* [EXERCISE]:
Reproduce every line from the one with "Target: rear taillight" through the end of the items below, requests included. Scale each coordinate in the polygon answers by 2.05 and round it to a whole number, with halves rounded up, leaving the numbers in the requests and their format samples unchanged.

◆ ◆ ◆ ◆ ◆

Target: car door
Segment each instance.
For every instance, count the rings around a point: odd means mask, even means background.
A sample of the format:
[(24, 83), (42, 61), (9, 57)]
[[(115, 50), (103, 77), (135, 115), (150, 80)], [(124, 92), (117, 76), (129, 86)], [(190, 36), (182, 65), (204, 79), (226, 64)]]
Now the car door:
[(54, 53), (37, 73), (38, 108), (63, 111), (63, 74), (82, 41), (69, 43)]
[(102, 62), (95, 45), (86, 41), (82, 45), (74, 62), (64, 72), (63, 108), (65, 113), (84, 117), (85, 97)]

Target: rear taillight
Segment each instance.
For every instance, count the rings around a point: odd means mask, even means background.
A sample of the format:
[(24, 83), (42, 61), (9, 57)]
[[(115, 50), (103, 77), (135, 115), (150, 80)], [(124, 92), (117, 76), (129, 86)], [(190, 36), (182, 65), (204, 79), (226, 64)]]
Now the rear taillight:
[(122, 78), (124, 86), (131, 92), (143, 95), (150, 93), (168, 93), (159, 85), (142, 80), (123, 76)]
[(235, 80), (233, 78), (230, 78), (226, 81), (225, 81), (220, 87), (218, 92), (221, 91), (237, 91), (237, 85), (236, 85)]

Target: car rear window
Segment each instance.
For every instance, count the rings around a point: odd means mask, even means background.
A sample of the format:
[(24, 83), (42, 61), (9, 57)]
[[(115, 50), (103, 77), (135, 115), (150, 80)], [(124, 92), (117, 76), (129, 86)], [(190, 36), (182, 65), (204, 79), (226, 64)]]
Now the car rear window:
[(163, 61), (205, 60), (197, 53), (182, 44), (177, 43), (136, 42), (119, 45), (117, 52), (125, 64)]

◆ ◆ ◆ ◆ ◆

* [EXERCISE OUTPUT]:
Target: rear taillight
Segment each instance.
For every instance, count the rings around a point: odd means mask, even means background.
A sample of the format:
[(24, 83), (42, 61), (9, 57)]
[[(115, 50), (103, 77), (135, 115), (150, 80)], [(124, 92), (117, 76), (129, 86)], [(190, 36), (182, 65), (204, 79), (226, 64)]]
Now the rear taillight:
[(250, 160), (254, 176), (269, 189), (293, 195), (308, 191), (344, 191), (326, 174), (291, 164), (252, 156)]
[(482, 164), (478, 160), (472, 160), (463, 166), (461, 166), (451, 178), (447, 189), (453, 187), (486, 187), (486, 174), (484, 174)]

Target: car rear window
Segment each instance.
For every instance, count the rings around a point: odd means mask, even means background.
A sample of the format:
[(24, 83), (42, 61), (9, 57)]
[[(115, 50), (103, 77), (135, 115), (150, 80)], [(124, 92), (117, 76), (129, 86)], [(190, 36), (182, 65), (204, 79), (226, 64)]]
Now the car rear window:
[(334, 125), (420, 123), (404, 109), (373, 90), (363, 88), (279, 86), (244, 92), (240, 107), (256, 131)]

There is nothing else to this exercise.